SUPPLIED RECORDS >>
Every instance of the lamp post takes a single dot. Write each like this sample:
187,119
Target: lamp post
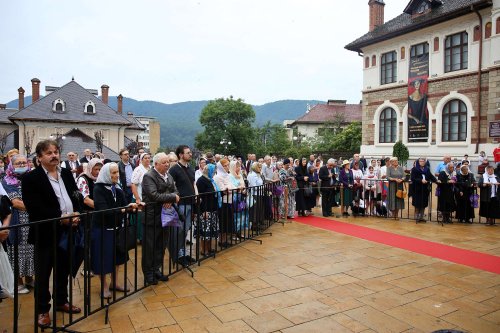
59,138
224,142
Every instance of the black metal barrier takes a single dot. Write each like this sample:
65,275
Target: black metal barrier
95,261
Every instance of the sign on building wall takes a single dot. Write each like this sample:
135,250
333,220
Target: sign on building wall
494,129
418,115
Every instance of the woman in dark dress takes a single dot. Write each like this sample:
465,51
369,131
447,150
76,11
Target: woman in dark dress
446,199
302,178
346,178
207,220
489,184
313,182
108,195
466,184
421,178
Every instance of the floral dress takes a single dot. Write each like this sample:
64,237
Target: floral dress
26,251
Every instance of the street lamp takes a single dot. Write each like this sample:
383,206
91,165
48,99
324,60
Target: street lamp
224,142
59,138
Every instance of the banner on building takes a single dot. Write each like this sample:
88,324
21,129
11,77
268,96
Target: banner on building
418,115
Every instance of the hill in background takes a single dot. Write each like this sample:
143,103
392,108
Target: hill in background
179,122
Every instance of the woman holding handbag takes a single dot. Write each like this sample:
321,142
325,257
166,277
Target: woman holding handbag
395,176
105,257
466,186
421,178
446,199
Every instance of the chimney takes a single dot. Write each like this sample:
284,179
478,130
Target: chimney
35,87
104,93
21,98
376,13
120,103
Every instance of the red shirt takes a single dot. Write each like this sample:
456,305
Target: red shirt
496,154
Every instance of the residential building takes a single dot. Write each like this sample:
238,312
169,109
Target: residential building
431,78
334,115
71,114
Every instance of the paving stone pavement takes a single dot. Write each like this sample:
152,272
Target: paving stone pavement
304,279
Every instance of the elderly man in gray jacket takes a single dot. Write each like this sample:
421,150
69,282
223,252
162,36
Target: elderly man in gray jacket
158,190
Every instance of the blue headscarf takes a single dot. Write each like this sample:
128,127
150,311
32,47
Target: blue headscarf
211,171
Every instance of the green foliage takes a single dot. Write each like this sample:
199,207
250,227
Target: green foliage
347,140
401,152
227,119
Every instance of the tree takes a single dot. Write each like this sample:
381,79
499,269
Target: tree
401,152
349,139
226,120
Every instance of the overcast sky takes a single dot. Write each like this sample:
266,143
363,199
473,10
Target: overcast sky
172,51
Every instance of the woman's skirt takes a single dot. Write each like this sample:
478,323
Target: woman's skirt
102,251
207,226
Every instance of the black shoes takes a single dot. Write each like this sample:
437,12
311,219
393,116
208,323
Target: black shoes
160,277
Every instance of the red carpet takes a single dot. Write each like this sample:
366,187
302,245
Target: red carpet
483,261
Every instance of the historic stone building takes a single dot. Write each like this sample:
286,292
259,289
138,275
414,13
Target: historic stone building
431,78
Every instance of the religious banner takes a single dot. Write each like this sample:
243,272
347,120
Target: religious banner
418,115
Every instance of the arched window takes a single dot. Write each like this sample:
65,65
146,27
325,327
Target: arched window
454,121
487,30
89,107
477,33
58,105
436,44
387,126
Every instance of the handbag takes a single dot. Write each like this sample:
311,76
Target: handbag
401,194
474,200
126,238
170,217
308,190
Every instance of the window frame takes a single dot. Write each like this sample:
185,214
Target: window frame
384,121
461,120
385,65
450,48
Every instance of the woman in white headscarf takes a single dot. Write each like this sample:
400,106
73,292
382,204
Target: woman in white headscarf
489,207
108,195
225,212
136,187
238,189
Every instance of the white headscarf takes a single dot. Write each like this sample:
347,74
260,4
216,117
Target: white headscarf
105,174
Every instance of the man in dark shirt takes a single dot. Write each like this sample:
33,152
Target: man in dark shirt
183,175
48,193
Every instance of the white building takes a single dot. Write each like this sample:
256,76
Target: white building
452,48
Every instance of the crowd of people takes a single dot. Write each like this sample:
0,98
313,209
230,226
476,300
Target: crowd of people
216,197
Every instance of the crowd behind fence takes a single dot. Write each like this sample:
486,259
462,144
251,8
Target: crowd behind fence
220,220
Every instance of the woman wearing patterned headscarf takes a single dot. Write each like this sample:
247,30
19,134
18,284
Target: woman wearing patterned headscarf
18,166
107,195
207,221
85,182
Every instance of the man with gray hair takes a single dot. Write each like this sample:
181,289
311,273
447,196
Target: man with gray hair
328,178
158,190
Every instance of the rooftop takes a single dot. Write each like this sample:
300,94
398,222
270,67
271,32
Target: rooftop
406,22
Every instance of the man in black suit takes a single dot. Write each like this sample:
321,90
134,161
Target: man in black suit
158,190
328,178
49,193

HOW TO COMPLETE THIS TASK >>
When you copy the records above, keep every word exact and drop the pictures.

ANSWER FOR THIS EXERCISE >>
Every instance of the lamp post takes a single dot. Write each like this sample:
187,119
Target: lamp post
59,138
224,142
Every instance of the black metal barrier takes a single dot. Write each like this sample:
65,275
Target: black metal barrier
95,261
Every instance of the sign on building wall takes a single dot. Write each like this sample:
135,250
333,220
Target: sign on building wall
494,129
418,115
Every instance of the woman in dark dress takes a single dot. Write each like this sample:
465,51
369,131
447,150
76,11
Target: woman in dark dress
446,199
302,178
346,178
207,220
489,184
313,182
108,195
466,184
421,178
Every instance of the floral dress takes a single dot. Write each like this sample:
64,237
Target: floral dress
26,251
Every instance of the street lamp takes a single dot. Write each like this sample:
383,206
91,165
48,99
324,60
Target: street lamp
224,142
59,138
Every instance of the banner on building takes a single dot. Write each like this sample:
88,324
21,129
11,77
268,96
Target: banner on building
418,115
Every instance of the hill in background takes a single dot. Write each like this sample:
143,103
392,108
Target: hill in background
179,122
Every instance of the woman holding handbag takes a single dot. Write each like this sample:
321,142
325,257
166,277
Target: woman holding handbag
395,176
105,257
466,186
421,178
446,199
Every instance of the chimney takes a single dot. Write each like this sample:
284,179
478,130
Target: chimney
35,87
104,93
21,98
376,13
120,103
Every instance of the red shirt takes a single dot. Write each like this sample:
456,305
Target: red shirt
496,154
Every instance of the residential building takes a single dot. Write each like this sample:
238,312
169,109
Target: residential building
431,78
334,115
71,114
Every instance of the paving stone pavement takes a single dot. Write each like this sample:
152,272
Target: paving stone pavement
304,279
Every instance of the elderly man in gray jacket takes a single dot. Write each like this sample:
421,150
69,282
223,252
162,36
Target: elderly man in gray jacket
158,190
Every instance of the blue headscarf takes a single dot. Write each like this sample:
128,127
150,311
32,47
Target: blue headscarf
211,171
Every instance of the green foliage takes a single dot. Write each like this sample:
199,207
250,227
Target: green foliage
347,140
401,152
227,119
Every instance of the tree takes a single dot. Write each like this sample:
381,79
499,269
Target: tree
401,152
349,139
226,120
Every instance of the overcast sky takes a single dot. Write each like this sample:
266,143
363,199
473,10
Target: overcast sky
172,51
Every instance of the woman's skirt takes a single dot. Write each like this sample:
478,323
Target: woman's skirt
102,251
207,226
Every instance of the black shoes takes a single dot. Write each like this sample:
437,12
311,219
393,116
208,323
Target: black shoes
160,277
Every instance of the red carpet takes a single dot. Write each like this sample:
366,187
302,245
Target: red carpet
483,261
Every instance of the historic stone building takes a single dot. Write each like this sample:
286,292
259,289
138,275
414,13
Target: historic stone building
431,78
Every instance of the religious banner takes a single dot. Write each like this sample:
243,272
347,120
Target: religious banner
418,115
Every instance of the arched window takes a single dot. Write each like this sample:
65,65
146,27
325,327
Target: arched window
454,121
487,30
89,107
477,33
58,105
436,44
387,126
Every instance of the handbag takes a single dot. Write each like this sample:
311,76
Target: handbag
401,194
474,200
126,238
170,217
308,190
Every instance of the window frame takes a single dot. Write each like this sample:
185,214
Target: window frame
384,121
461,120
385,65
450,48
Every instance of the woman in white headscarf takes a single dot. Write each like this sample:
400,106
73,292
382,204
Target: woman in white headscarf
489,207
108,195
225,212
136,187
238,189
Every instance of the white headscarf takes a single dot. Write each like this sample:
347,74
260,4
216,117
Target: white headscarf
105,174
Every instance of the man in dark shirt takes a single dot. Write each like this sample:
33,152
Target: man in dark shirt
183,175
48,193
Every instance of the white building takes a single dot. Write each like this sample:
256,76
Target: white building
452,48
Every instance of the crowd of people takes a single dot. Write each like this sample:
0,98
313,209
230,226
476,300
Target: crowd of people
216,197
Every instance of the crowd behind fence takes a single dot. Write each like this sample:
486,259
462,144
251,8
Target: crowd behind fence
220,220
Every instance of the woman wearing patterned headscarf takes a single dot. Write each like this sample:
247,30
19,134
18,284
Target: woman wearing patterned headscarf
18,166
107,195
207,221
85,182
Every instance of the man with gray hair takes a single dot. Write each like this sample:
181,289
311,273
447,196
Target: man with gray hair
328,178
158,190
Every instance of the rooftop takes a single dot. Write each like this sample:
300,94
398,222
270,67
271,32
Target: rooftop
406,22
Every instance of the man in black suit takes a single dot. Write each like this sample:
321,90
134,161
Target: man in black suit
158,190
328,178
49,193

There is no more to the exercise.